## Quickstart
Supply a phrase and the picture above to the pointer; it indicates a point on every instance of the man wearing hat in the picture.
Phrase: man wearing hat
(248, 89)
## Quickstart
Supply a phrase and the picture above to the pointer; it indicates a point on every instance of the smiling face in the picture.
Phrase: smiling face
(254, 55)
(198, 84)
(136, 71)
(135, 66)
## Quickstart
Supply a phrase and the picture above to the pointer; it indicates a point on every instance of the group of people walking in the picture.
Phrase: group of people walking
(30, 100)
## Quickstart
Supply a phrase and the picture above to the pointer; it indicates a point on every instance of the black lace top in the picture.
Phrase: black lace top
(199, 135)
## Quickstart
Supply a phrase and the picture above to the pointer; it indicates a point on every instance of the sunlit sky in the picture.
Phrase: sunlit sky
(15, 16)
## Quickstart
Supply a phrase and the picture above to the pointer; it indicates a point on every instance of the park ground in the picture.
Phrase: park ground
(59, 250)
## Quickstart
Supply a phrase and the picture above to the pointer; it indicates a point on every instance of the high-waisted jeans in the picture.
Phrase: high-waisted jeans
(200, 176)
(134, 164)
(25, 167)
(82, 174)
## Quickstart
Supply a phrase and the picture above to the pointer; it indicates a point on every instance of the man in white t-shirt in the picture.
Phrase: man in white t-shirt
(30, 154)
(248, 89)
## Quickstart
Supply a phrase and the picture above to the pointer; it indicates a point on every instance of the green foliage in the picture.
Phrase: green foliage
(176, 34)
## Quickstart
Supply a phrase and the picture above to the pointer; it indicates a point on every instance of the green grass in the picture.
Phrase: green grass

Aim of the exercise. Each line of the listing must appear in the answer exactly as above.

Task response.
## Quickstart
Supply a phrase and the picture above to the pointer; it indicates a point on every instance of the man wearing hat in the picture.
Phrase: man wearing hat
(248, 89)
## Quickstart
Supply a phrase and the picture above to the pointer; it indicates a point on every instance of the smiling face in the picture.
Phrase: smiling face
(254, 55)
(198, 84)
(136, 71)
(135, 66)
## Quickstart
Supply a phrase and the picture above to the pointer; it indicates a point on every instance of the group of people walking in the picture.
Phrase: group of people walking
(30, 100)
## Quickstart
Supply a phrase and the picture above to the pointer; it indicates a point on every instance of the black lace top in the picture.
Phrase: black lace top
(199, 135)
## Quickstart
Supply a phrase and the picture above to the pointer; it indicates a point on every instance of the sunlit sky in the picture.
Phrase: sunlit sky
(15, 16)
## Quickstart
Supply a phrase and the picture above to the pointer; it indicates a point on every instance of the park ground in the picture.
Phrase: park ground
(59, 250)
## Quickstart
Supply a phrase and the picture above to the pointer; it indicates a point on every instance of the high-waisted jeans in the picture.
Phrase: high-waisted jeans
(200, 176)
(134, 164)
(25, 167)
(82, 174)
## Quickstart
Supply a phrase and the picture above to the pointer; it indicates a point on every instance of the man in white t-shirt in the picture.
Phrase: man in white t-shirt
(30, 154)
(248, 89)
## Quickstart
Supply a phrase and the picture above to the pointer; it indicates a point on every instance of the green foliage in the picture.
Phrase: green foliage
(176, 34)
## Quickstart
Supply a phrase and the picture above to the pointer; it indicates a point on every instance of the green grass in the picture.
Phrase: green grass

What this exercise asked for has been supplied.